Work to complete
(a) Answer these questions from the trail comments, one answer per line, marked (i), (ii), (iii):
(i) On what should alignment decisions specifically be based?
(ii) What did OSMP decide to do before staff established baseline information?
(iii) FOBOS also hopes the monitoring will track impacts of what?
(b) Transcribe the trail comments from "FOBOS regrets OSMP’s" to "definitions of acceptability.".

Extracted text
┄┄┄┄┄┄

The challenge is to provide for reasonable visitor access in a manner that is as compatible as possible with the area’s especially important natural values. Alignment decisions should be based specifically on choosing the most ecologically favorable alternative. Quality of the visitor experience, while important, should be secondary.

FOBOS regrets OSMP’s decision to build the trail before staff has established baseline information respecting the existing condition of the habitat and the resident plant and animal communities. We hope OSMP will follow through on its promise to establish monitoring programs that will eventually help to develop this information and will describe management actions that will be taken if impacts exceed levels defined as acceptable.

We also hope this monitoring will be used to track impacts of the increased visitation associated with the trail and that management actions will be taken, as needed, based on the definitions of acceptability.

┄┄┄┄┄┄

Dataset rows

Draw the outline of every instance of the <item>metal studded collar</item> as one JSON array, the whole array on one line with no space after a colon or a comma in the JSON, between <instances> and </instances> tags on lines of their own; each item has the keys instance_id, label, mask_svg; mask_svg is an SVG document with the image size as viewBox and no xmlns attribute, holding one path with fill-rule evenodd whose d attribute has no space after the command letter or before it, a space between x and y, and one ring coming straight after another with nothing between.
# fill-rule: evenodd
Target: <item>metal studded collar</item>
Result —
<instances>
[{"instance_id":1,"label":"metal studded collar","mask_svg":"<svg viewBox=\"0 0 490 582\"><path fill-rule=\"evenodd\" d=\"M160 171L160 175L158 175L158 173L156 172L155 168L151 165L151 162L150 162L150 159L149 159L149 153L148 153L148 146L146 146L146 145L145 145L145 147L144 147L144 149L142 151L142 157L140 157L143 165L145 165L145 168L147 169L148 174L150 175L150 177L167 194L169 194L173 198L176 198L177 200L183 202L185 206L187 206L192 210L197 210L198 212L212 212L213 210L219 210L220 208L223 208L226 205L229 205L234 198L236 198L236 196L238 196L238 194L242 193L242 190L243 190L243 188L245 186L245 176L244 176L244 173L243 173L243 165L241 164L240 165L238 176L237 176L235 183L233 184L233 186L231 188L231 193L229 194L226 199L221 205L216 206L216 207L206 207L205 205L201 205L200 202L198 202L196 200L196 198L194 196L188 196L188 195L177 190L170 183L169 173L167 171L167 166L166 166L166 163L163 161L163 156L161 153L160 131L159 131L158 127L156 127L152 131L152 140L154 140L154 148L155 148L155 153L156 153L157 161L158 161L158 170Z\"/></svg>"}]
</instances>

┄┄┄┄┄┄

Results
(a)
(i) Choosing the most ecologically favorable alternative
(ii) Build the trail
(iii) The increased visitation associated with the trail

(b)
FOBOS regrets OSMP’s decision to build the trail before staff has established baseline information respecting the existing condition of the habitat and the resident plant and animal communities. We hope OSMP will follow through on its promise to establish monitoring programs that will eventually help to develop this information and will describe management actions that will be taken if impacts exceed levels defined as acceptable.

We also hope this monitoring will be used to track impacts of the increased visitation associated with the trail and that management actions will be taken, as needed, based on the definitions of acceptability.